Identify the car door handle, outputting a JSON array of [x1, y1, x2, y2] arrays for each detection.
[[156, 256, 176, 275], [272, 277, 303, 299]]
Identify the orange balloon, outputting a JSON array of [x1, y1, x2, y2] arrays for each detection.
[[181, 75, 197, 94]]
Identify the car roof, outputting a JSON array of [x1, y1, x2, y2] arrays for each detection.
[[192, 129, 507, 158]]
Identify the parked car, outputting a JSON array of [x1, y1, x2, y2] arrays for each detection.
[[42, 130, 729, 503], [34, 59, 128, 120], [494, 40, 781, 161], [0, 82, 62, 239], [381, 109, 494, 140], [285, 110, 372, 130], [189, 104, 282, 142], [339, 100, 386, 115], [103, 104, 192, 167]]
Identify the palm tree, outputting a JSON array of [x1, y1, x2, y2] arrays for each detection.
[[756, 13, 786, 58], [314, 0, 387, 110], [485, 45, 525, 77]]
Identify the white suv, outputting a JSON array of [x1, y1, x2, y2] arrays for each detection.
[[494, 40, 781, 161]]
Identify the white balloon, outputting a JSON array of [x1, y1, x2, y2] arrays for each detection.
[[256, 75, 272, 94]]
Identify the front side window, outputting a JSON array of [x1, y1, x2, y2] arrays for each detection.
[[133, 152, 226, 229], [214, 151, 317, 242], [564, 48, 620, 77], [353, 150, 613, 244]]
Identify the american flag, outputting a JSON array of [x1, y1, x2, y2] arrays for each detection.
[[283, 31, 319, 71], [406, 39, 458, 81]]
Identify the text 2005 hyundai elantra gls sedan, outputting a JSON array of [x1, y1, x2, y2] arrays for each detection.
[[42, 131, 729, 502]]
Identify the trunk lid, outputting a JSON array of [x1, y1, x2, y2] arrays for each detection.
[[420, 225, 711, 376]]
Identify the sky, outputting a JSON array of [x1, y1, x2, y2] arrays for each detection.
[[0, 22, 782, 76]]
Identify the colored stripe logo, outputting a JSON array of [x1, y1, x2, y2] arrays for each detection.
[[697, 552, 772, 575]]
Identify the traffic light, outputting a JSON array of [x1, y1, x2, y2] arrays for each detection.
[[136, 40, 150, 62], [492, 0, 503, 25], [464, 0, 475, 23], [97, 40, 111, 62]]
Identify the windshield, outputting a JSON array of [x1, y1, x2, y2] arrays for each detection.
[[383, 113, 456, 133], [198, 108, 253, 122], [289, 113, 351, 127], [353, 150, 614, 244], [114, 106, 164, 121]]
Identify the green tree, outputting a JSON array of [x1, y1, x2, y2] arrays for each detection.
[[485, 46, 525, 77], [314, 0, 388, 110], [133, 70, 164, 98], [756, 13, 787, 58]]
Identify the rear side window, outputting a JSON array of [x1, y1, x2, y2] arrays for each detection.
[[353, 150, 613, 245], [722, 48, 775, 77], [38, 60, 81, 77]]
---+---
■ **Problem statement**
Rewrite the listing above with every "Identify" changed to "Locate" and nothing else altered.

■ **Task result**
Locate the car door handle, outputting a JSON array of [x1, y1, x2, y2] arrays for each detection.
[[156, 256, 176, 275], [272, 277, 303, 299]]
Locate the orange balloon, outputting a JSON array of [x1, y1, x2, y2] arrays for each detection.
[[181, 75, 197, 94]]
Locate the car roof, outputting a JSON array of [x1, y1, x2, y2] arrays for each detection.
[[192, 129, 507, 158]]
Locate the parked car, outputting a JSON array of [x1, y1, x2, y2] arrays for each detection.
[[42, 130, 729, 503], [34, 59, 128, 120], [494, 40, 781, 161], [0, 82, 62, 239], [381, 109, 494, 140], [285, 110, 372, 130], [189, 104, 282, 142], [339, 100, 386, 115], [103, 104, 192, 167]]
Locate the palm tree, outputting a JSON array of [x1, y1, x2, y2] arrays for each detection.
[[756, 13, 786, 58], [314, 0, 387, 110], [485, 45, 525, 77]]
Locate the white suv, outputting a JSON array of [x1, y1, x2, y2] arrays for each detection.
[[494, 40, 781, 161]]
Locate the white balloon, outputting a JSON array of [x1, y1, x2, y2] arrays for each detection.
[[256, 75, 272, 94]]
Locate the front side window, outputting a JSON array of [x1, y1, x2, y2] arrays for each detection.
[[133, 152, 226, 229], [214, 151, 317, 242], [564, 48, 620, 77], [353, 150, 613, 244]]
Locate the american flag, outputting a JSON array of [x1, y1, x2, y2] arrays for each detection.
[[283, 31, 319, 71], [406, 39, 458, 81]]
Locate the text 2005 hyundai elantra gls sedan, outputting a JSON array of [x1, y1, x2, y2] arrays for each detection.
[[42, 131, 729, 502]]
Locate the trunk lid, outputting a JSON array of [x1, y1, x2, y2] arrays for each detection.
[[420, 225, 711, 376]]
Locate the sky, outputting a JSON array of [x1, y1, x2, y2] arrays for each detection.
[[0, 22, 782, 76]]
Locate the colored stripe logo, outputting a JSON array of [x1, y1, x2, y2] arrays for each detection.
[[697, 552, 772, 575]]
Locate the traffic light, outputting a JSON array of [x1, y1, x2, y2] arrays for each detection.
[[136, 40, 150, 62], [492, 0, 503, 25], [464, 0, 475, 23], [97, 40, 111, 62]]
Locate the windshield, outputting a JSON array of [x1, y1, x2, y2] arrays for each detection.
[[383, 113, 456, 133], [198, 108, 253, 122], [289, 113, 351, 127], [353, 150, 614, 244], [114, 106, 164, 121]]
Locate the green tree, outputting a JSON array of [x1, y1, x2, y2] arrays for each detection.
[[485, 46, 525, 77], [314, 0, 388, 110], [133, 70, 164, 98], [756, 13, 787, 58]]
Locate the rear side window, outputting a JSON array of [x1, y1, x2, y2] arrays for each detection.
[[353, 150, 613, 245], [722, 48, 775, 77], [38, 60, 81, 77]]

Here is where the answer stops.